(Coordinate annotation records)
════════════════

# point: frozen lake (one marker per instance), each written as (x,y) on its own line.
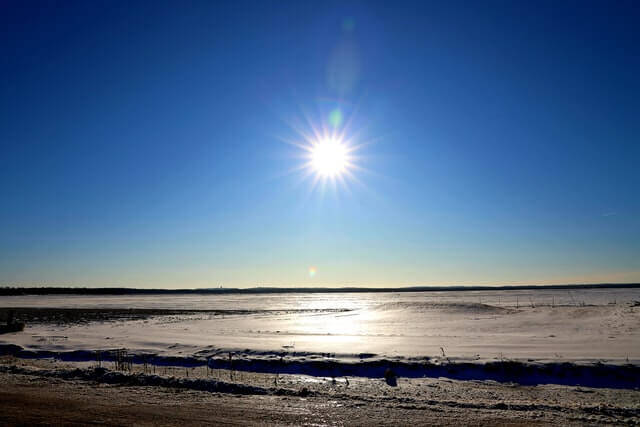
(540,325)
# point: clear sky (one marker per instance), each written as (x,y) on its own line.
(158,144)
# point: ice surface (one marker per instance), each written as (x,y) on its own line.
(541,325)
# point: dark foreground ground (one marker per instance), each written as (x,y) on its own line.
(29,397)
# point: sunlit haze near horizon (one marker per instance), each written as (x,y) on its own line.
(294,143)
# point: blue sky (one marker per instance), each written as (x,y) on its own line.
(148,143)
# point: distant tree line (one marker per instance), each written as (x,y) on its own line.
(15,290)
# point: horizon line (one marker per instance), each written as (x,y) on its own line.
(9,290)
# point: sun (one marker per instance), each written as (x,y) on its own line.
(329,157)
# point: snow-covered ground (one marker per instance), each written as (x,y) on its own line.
(541,325)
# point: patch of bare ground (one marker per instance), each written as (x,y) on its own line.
(31,398)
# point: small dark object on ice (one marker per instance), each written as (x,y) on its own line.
(12,325)
(390,377)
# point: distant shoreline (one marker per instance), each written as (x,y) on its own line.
(15,291)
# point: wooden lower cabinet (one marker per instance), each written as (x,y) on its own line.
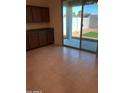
(33,39)
(39,37)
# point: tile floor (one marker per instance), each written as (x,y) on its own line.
(55,69)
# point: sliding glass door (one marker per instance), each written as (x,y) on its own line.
(75,13)
(71,24)
(89,37)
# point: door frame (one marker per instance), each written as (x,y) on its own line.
(81,31)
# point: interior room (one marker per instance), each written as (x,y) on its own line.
(62,46)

════════════════

§ **EXERCISE**
Swap "marker" for "dot" throughout the rows above, and leave everything else as it is. Omit the pictures from your answer.

§ **WRITTEN SOLUTION**
# point: frozen lake (one dot per instance), each written as (x,y) on its own line.
(540,325)
# point: clear sky (one dot per instance), each written as (x,y) on its own line.
(158,144)
# point: ice surface (one dot per instance), each written as (x,y) on its own line.
(541,325)
# point: dark foreground ground (one dot per instance), each written as (x,y) on its own line.
(29,397)
# point: sunlit haze near horizon (one dot per instance), each written as (x,y) on its own line.
(294,143)
# point: blue sky (one dot per instance), each written as (x,y) on its own line.
(148,143)
# point: distant tree line (one dot per instance), each written as (x,y) on its own line.
(15,290)
# point: horizon line (one dot per instance), each written as (x,y) on its own line.
(9,290)
# point: sun (one dot per instance), each written as (x,y) on its own line.
(329,157)
# point: snow-covered ground (one dot per instance), each written as (x,y) on its own line.
(541,325)
# point: patch of bare ground (one dot per instance), each written as (x,y) on its own line.
(31,398)
# point: small dark object on ice (one dot per instance), each written as (x,y) on its own line.
(12,325)
(390,377)
# point: distant shoreline (one dot per instance), each written as (x,y) on its own line.
(15,291)
# point: wooden lower cabinet (one dot per instance), each written as (x,y) on its own line.
(33,39)
(39,37)
# point: tile floor (one dot per instance), each written as (x,y) on its own line.
(55,69)
# point: sliding glass door (one dot per instance), each written as (x,y) on its own line.
(75,13)
(71,24)
(89,37)
# point: door frame (one dot per instance), each written as (x,y) on its own line.
(81,31)
# point: interior room (one dot per instance), each written as (x,y) on its own line.
(62,46)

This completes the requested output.